--- Requirements ---
Write every line of the rows below as a JSON list of strings, one string per line, leaving out blank lines.

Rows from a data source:
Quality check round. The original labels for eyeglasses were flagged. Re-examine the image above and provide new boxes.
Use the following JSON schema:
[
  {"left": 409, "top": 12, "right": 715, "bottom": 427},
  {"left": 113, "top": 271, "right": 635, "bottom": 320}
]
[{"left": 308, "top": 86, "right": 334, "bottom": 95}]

--- Result of this exercise ---
[
  "Quality check round. The original labels for eyeglasses were flagged. Re-examine the image above and provide new boxes.",
  "Use the following JSON schema:",
  "[",
  "  {\"left\": 409, \"top\": 12, \"right\": 715, \"bottom\": 427},",
  "  {\"left\": 113, \"top\": 271, \"right\": 635, \"bottom\": 320}",
  "]",
  "[{\"left\": 308, \"top\": 86, \"right\": 334, \"bottom\": 95}]"
]